Task objective: How many lines in the entries below contain the string "tree"? Count them and reply with the number alone.

# Start of Available records

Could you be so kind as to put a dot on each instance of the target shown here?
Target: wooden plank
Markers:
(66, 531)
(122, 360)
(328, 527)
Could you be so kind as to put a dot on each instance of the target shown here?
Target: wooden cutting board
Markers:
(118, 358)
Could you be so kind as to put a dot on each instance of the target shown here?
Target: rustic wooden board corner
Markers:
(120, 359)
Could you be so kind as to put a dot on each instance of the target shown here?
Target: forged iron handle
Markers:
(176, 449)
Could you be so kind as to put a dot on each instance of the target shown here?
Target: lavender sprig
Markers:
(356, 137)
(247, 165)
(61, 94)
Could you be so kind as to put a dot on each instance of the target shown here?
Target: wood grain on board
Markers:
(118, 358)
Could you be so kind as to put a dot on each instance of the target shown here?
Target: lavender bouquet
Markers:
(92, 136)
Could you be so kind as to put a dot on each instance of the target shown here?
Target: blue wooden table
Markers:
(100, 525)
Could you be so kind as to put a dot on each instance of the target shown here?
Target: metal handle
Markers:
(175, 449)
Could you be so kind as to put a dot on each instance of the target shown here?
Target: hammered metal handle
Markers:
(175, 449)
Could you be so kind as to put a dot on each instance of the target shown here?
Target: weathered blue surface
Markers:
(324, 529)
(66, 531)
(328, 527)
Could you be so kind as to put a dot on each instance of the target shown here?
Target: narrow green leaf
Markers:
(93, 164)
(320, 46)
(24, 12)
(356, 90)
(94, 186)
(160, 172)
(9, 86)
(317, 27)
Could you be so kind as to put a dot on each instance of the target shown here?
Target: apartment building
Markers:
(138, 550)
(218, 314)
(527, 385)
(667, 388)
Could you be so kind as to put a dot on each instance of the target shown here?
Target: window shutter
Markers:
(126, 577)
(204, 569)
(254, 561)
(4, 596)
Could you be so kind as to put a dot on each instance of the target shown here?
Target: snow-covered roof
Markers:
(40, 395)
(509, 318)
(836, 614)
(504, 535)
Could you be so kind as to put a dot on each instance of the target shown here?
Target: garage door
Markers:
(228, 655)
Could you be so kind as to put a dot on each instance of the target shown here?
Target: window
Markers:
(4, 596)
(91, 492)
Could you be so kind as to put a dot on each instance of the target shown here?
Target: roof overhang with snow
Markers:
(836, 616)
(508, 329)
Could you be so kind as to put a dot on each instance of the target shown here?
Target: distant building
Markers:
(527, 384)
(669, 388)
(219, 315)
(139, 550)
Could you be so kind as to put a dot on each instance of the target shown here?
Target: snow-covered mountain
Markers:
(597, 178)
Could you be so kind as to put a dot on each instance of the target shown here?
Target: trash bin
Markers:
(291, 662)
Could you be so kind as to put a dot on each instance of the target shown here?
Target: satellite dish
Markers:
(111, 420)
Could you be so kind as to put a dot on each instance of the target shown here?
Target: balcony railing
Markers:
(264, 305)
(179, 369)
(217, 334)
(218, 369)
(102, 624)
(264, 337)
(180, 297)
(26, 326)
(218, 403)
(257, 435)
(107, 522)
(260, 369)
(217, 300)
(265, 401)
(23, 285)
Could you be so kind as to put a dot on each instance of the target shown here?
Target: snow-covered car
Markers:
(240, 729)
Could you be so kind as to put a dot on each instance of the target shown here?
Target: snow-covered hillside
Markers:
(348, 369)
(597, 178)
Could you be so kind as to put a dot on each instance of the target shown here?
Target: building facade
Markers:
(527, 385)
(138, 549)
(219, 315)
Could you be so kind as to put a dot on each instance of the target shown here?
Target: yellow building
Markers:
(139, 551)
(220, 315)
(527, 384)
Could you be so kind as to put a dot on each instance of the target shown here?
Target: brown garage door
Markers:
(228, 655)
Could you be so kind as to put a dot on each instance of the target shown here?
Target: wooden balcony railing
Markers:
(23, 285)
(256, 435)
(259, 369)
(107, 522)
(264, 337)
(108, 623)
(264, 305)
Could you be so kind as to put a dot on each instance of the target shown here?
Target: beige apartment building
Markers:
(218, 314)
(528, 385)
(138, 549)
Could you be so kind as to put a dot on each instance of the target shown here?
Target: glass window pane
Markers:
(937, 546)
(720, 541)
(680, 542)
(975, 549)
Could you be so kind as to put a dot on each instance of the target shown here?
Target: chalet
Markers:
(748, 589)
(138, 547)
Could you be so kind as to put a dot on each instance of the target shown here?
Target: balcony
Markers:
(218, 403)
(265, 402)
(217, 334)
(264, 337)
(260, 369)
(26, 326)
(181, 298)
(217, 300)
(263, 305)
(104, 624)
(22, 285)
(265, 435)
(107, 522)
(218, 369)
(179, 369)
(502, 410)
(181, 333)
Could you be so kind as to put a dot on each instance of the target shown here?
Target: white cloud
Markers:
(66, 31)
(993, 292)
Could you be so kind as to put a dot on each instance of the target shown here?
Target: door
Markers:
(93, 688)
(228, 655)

# End of Available records
# Start of Available records

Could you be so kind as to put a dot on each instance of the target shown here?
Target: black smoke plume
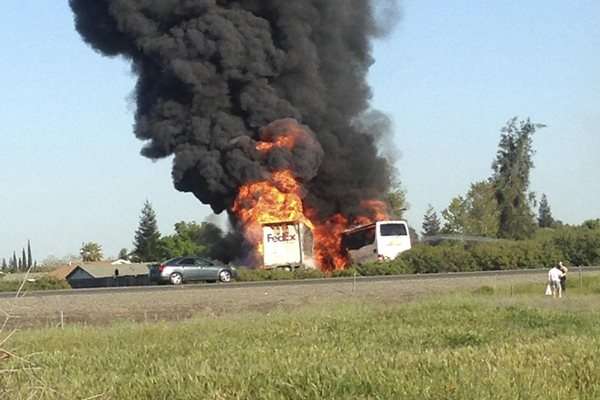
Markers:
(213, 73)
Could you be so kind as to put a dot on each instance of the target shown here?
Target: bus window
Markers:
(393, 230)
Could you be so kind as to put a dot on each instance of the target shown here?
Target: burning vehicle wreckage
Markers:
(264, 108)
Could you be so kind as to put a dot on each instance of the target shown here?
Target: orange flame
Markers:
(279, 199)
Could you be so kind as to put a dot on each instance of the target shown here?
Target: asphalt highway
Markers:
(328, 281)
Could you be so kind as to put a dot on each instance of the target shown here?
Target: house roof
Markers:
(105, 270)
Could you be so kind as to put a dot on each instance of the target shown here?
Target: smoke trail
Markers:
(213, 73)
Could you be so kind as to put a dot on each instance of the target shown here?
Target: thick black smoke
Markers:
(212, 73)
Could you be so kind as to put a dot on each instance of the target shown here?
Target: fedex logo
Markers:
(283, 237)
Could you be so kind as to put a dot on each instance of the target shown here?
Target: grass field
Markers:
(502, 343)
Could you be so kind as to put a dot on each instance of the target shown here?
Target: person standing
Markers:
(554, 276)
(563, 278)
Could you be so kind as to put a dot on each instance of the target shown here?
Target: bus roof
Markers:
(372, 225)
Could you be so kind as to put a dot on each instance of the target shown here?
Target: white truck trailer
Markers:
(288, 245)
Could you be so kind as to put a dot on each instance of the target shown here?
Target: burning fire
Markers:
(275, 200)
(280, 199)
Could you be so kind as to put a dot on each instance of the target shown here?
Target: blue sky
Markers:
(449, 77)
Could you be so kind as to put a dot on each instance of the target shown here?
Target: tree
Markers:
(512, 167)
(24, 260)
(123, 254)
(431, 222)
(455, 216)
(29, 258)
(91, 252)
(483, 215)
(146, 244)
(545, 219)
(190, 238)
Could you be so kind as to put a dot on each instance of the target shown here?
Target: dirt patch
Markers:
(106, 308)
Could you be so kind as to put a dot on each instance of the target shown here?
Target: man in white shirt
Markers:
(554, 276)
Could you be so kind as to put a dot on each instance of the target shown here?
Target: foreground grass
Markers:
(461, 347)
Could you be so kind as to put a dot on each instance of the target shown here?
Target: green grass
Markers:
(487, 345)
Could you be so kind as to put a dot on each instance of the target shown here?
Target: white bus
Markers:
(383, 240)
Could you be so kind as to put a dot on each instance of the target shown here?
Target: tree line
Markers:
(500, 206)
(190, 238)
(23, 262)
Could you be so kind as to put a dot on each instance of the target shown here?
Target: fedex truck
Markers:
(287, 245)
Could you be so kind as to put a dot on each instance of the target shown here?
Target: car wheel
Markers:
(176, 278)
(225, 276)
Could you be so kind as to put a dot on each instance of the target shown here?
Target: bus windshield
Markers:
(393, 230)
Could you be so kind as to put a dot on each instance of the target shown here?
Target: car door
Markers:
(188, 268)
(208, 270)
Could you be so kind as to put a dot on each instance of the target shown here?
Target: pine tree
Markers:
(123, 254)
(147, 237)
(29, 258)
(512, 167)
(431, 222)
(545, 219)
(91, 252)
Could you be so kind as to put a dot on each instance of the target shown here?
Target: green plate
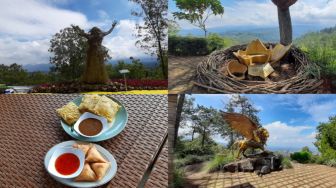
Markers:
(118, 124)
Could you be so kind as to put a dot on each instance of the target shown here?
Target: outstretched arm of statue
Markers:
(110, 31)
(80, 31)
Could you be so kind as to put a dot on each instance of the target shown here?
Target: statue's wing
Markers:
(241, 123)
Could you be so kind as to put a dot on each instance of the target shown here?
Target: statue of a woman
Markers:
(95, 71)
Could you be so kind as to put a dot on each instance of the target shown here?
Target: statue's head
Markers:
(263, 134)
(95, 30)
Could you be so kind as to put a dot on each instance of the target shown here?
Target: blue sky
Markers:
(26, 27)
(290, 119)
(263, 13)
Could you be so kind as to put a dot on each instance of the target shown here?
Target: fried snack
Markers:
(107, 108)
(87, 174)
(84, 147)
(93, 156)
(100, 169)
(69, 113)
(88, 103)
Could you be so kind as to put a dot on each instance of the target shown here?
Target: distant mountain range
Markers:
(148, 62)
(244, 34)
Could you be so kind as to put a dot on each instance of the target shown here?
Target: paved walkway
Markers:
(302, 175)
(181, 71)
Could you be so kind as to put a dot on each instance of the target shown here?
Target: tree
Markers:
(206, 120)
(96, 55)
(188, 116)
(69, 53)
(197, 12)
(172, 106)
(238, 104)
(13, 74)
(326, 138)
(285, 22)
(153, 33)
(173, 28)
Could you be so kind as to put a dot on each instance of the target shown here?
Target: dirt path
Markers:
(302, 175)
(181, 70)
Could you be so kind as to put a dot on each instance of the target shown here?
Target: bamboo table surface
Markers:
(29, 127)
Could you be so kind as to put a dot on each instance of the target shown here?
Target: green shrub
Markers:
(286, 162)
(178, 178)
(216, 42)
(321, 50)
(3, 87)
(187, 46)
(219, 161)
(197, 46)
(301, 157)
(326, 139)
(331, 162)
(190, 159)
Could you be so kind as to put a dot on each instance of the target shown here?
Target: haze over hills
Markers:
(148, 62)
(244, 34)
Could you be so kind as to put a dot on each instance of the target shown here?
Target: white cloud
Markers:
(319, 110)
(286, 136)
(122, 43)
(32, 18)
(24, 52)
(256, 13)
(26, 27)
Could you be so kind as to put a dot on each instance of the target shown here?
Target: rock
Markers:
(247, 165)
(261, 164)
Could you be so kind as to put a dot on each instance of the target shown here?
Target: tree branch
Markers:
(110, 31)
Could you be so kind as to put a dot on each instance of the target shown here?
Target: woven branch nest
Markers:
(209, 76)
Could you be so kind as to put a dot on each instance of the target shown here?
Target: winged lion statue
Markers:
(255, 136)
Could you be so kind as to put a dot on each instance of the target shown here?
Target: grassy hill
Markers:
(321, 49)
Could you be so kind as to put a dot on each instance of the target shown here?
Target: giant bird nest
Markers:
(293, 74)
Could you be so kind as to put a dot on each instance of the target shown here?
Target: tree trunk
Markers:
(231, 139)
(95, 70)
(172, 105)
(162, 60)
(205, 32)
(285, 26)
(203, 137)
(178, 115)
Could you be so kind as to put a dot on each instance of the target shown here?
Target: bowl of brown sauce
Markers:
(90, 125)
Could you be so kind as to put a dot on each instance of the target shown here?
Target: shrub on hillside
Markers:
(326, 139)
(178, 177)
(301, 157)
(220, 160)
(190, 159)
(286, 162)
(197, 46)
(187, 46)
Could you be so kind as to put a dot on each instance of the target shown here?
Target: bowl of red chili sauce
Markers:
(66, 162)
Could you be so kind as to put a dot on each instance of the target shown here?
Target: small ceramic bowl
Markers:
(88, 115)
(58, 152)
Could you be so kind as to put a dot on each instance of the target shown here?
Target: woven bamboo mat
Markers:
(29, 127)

# End of Available records

Answer below: 6